(Entradas de anotación espacial)
================================
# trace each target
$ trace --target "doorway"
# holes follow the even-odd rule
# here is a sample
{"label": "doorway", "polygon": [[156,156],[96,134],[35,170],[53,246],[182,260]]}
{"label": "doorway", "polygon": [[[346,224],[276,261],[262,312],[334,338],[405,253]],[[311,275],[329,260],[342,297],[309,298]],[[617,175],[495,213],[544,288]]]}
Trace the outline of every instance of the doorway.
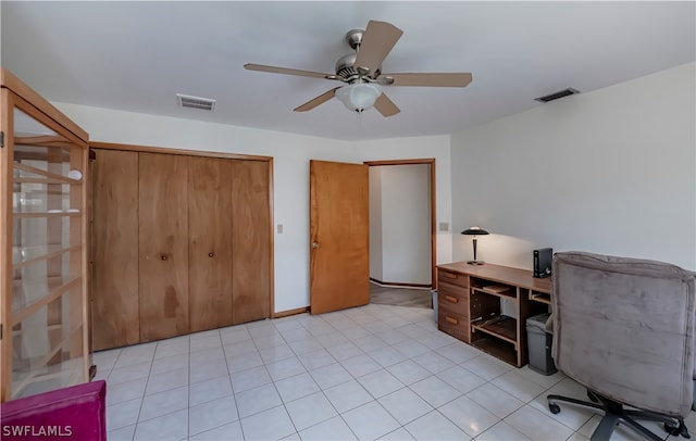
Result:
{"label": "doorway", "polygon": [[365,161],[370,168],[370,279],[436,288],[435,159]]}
================================
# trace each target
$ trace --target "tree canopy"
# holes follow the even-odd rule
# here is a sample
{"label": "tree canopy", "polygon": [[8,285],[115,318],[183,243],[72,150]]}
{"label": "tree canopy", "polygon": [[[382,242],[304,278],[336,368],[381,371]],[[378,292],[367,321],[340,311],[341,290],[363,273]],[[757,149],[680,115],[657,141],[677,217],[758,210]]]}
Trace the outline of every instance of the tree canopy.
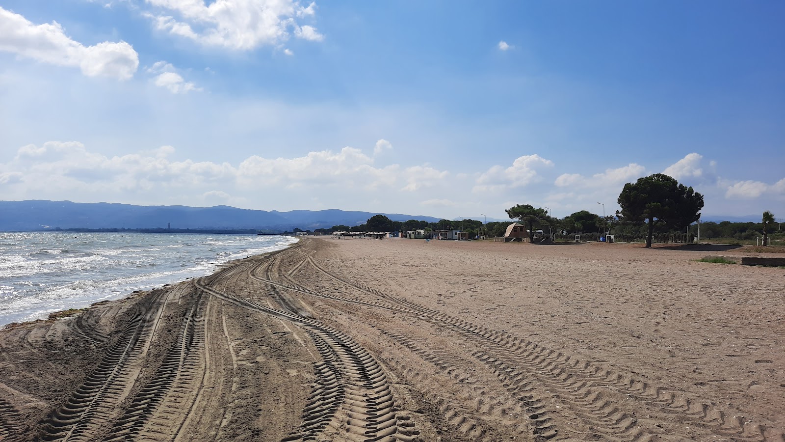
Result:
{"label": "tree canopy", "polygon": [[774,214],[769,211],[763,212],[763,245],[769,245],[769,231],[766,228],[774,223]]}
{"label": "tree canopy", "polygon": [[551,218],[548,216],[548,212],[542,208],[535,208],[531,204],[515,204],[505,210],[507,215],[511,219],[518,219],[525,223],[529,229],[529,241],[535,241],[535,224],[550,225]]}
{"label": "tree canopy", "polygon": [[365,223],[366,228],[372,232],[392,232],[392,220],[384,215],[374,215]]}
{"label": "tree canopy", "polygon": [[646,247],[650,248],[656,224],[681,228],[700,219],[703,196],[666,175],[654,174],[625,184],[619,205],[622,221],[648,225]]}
================================
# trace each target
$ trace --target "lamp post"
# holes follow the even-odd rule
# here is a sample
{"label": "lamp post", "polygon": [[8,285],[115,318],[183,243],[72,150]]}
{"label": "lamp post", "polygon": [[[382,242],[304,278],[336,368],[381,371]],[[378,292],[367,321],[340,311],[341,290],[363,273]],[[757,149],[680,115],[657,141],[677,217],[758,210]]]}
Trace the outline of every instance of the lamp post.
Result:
================================
# Qué se pide:
Cuenta las líneas de las entradas que contienen la palabra "instance". Responde solo con el número.

# Solución del problema:
3